SOURCE DOCUMENT:
Oil Slicks Spotted; 239 Feared Dead in Jet Crash

Vietnam planes see them in water, but no wreckage yet; 239 people feared dead

By Newser Editors and Wire Services

Posted Mar 7, 2014 8:24 PM CST | Updated Mar 8, 2014 7:33 AM CST

(Newser) – Hope is fading for the 239 people aboard a Malaysia Airlines jet that vanished yesterday. Chinese media say the plane crashed off the south coast of Vietnam about 1:40pm ET as it traveled from Kuala Lumpur to Beijing, reports CNN and Reuters. But no official confirmation about the fate of the Boeing 777-200 has been announced. Meanwhile, Vietnamese air force planes have spotted two large oil slicks in the water, the first tangible signs of a possible crash, reports AP. The plane was carrying 227 passengers, including two infants, and 12 crew members. Most (about 150) were from either China or Taiwan, and three were Americans, says the airline.

The LA Times says the Americans are Philip Tallmadge Wood, 50; Nicole Meng, 3; and infant Leo Meng. Wood is thought to be an IBM employee who worked for years in Beijing before shifting to Kuala Lumpur. "Our team is currently calling the next-of-kin of passengers and crew," said airlines CEO Ahmad Jauhari Yahya in a statement. "Focus of the airline is to work with the emergency responders and authorities and mobilize its full support." The Boeing 777 class of plane suffered the first fatal crash in its 20-year history last year when an Asiana Airlines jet went down in San Francisco, killing three.

SUPPLIED DATA:
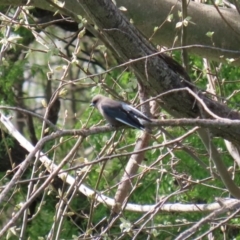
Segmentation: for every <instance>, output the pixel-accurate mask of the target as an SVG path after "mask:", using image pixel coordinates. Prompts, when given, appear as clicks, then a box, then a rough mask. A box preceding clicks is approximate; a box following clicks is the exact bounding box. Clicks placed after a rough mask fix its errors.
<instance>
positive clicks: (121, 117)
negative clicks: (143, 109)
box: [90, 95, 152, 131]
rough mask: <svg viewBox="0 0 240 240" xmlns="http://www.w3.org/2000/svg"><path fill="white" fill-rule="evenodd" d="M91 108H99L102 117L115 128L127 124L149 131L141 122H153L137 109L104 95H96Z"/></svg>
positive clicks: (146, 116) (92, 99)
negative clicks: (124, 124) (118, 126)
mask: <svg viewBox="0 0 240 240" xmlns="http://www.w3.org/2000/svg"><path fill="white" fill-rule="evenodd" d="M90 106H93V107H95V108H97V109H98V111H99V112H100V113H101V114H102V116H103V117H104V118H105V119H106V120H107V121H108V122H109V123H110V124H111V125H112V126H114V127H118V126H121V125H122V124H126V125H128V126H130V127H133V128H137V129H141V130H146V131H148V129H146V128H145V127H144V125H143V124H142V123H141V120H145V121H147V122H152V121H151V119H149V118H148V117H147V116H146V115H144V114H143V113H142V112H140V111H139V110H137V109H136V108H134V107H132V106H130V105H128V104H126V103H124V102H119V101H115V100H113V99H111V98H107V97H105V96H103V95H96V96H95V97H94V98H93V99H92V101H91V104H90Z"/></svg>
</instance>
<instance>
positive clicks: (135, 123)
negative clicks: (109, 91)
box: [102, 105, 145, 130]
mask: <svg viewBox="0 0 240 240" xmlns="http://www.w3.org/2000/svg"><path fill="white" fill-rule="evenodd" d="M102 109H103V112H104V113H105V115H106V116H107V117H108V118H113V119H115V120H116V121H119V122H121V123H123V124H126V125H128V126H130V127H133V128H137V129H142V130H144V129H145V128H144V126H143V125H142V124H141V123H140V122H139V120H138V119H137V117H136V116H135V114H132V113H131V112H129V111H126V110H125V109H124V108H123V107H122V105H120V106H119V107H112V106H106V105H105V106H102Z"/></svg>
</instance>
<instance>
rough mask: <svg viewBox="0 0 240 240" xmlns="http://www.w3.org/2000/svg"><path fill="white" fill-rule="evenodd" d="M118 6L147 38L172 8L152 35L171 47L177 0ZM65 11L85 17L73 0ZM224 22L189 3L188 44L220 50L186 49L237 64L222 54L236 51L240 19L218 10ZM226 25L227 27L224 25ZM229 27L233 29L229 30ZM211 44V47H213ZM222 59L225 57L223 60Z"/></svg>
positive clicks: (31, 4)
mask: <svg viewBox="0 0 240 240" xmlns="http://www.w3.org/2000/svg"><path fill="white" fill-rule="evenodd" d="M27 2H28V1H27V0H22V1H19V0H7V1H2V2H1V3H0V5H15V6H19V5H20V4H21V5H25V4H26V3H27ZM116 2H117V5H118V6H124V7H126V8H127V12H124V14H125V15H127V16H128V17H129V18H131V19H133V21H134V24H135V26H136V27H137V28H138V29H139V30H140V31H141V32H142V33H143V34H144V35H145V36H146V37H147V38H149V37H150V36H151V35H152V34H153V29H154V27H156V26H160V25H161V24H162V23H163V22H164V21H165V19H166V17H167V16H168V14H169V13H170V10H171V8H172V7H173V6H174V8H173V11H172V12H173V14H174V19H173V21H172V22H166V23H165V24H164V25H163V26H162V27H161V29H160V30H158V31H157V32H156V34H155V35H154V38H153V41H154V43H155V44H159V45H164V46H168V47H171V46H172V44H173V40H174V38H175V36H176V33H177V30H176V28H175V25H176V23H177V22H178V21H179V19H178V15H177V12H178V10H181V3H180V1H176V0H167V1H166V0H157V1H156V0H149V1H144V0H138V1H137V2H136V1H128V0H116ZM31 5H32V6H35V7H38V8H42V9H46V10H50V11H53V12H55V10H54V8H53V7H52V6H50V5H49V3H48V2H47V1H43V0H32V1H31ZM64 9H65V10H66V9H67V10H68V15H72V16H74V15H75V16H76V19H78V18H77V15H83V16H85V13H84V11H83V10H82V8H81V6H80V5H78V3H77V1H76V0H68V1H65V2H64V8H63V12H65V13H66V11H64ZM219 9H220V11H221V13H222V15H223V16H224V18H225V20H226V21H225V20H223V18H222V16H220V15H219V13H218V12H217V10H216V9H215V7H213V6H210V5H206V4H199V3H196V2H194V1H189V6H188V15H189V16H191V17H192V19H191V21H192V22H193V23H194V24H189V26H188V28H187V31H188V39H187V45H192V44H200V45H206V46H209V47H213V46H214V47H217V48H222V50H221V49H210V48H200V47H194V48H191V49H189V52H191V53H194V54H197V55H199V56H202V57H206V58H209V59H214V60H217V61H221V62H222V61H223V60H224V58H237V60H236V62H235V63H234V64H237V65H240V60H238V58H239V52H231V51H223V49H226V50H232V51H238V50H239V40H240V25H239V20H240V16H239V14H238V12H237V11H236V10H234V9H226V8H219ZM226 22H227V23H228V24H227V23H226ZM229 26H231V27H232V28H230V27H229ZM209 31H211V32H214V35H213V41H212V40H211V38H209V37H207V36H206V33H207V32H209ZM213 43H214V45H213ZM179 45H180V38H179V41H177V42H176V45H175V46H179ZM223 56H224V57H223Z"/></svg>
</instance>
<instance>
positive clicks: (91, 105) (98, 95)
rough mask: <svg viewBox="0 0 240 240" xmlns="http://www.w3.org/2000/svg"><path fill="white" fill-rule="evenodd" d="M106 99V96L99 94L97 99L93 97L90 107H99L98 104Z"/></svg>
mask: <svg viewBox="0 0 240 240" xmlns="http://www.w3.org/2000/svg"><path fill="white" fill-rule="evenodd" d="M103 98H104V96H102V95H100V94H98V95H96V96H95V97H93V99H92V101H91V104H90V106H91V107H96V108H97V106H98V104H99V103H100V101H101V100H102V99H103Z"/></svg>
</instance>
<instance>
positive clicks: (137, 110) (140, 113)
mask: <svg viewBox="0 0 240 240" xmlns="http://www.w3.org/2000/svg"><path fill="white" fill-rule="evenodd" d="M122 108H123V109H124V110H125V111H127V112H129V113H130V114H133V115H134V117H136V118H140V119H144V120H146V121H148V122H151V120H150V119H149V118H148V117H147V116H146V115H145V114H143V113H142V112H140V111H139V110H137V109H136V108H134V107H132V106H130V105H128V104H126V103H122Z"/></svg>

ACTIVITY 1:
Name the three Americans aboard the plane, as identified in the news article about the missing Malaysia Airlines jet.
ACTIVITY 2:
According to the news article about the missing Malaysia Airlines jet, how many crew members were on board?
ACTIVITY 3:
Carry on the news article about the missing Malaysia Airlines jet from its last sentence.

OUTPUT 1:
Philip Tallmadge Wood, Nicole Meng, Leo Meng

OUTPUT 2:
12

OUTPUT 3:
A woman wipes her tears at Kuala Lumpur International Airport.   (AP Photo/Lai Seng Sin)
File photo of a Malaysia Airlines jet.   (AP Photo/Vincent Thian)
Staff members of Malaysian Airlines' office try to chase out journalists gathering outside the office in Beijing's International Airport.   (AP Photo/Ng Han Guan)
Malaysian Airlines Group Chief Executive Ahmad Jauhari Yahyain speaks during a press conference at a hotel in Sepang, outside Kuala Lumpur, Malaysia.   (AP Photo/Lai Seng Sin)
The arrival board at the International Airport in Beijing shows a Malaysian airliner is delayed.   (AP Photo/Ng Han Guan)
File photo of a Malaysia Airlines Boeing 777.   (AP Photo/Kyodo News)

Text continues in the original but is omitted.